### Entries
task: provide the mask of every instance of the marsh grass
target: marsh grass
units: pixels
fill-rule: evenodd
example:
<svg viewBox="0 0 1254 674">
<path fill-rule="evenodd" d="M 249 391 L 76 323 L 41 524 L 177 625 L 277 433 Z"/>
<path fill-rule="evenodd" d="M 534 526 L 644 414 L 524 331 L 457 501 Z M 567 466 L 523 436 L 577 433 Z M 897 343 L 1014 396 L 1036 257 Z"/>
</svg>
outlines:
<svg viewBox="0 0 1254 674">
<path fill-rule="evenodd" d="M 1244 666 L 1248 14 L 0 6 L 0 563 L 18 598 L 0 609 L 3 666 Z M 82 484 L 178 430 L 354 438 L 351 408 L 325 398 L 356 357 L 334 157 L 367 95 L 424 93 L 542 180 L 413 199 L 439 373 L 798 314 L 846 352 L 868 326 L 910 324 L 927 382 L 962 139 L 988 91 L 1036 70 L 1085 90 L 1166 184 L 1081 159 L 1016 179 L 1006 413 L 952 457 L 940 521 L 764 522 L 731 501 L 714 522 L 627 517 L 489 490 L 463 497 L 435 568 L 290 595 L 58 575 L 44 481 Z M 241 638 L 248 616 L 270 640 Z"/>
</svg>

### Work instructions
Reproduce all the items above, swapping "marsh grass" for "cordgrass" at each occurrence and keeping everything else unchanged.

### Correct output
task: provide the mask of every instance of the cordgrass
target: cordgrass
units: pixels
fill-rule: evenodd
example:
<svg viewBox="0 0 1254 674">
<path fill-rule="evenodd" d="M 249 391 L 76 323 L 41 524 L 177 625 L 277 433 Z"/>
<path fill-rule="evenodd" d="M 534 526 L 644 414 L 524 331 L 457 501 Z M 567 466 L 523 436 L 577 433 Z M 897 343 L 1014 396 L 1036 257 Z"/>
</svg>
outlines:
<svg viewBox="0 0 1254 674">
<path fill-rule="evenodd" d="M 1244 666 L 1248 14 L 0 6 L 0 563 L 18 598 L 0 609 L 3 666 Z M 82 484 L 178 430 L 354 438 L 351 408 L 325 398 L 356 357 L 334 157 L 367 95 L 424 93 L 542 180 L 413 199 L 439 373 L 798 314 L 846 352 L 868 326 L 910 324 L 927 382 L 962 139 L 988 91 L 1036 70 L 1085 90 L 1166 184 L 1081 159 L 1016 179 L 1006 413 L 952 457 L 940 521 L 764 522 L 731 501 L 714 522 L 627 517 L 489 490 L 463 497 L 435 568 L 290 595 L 58 575 L 44 481 Z M 241 638 L 248 616 L 270 640 Z"/>
</svg>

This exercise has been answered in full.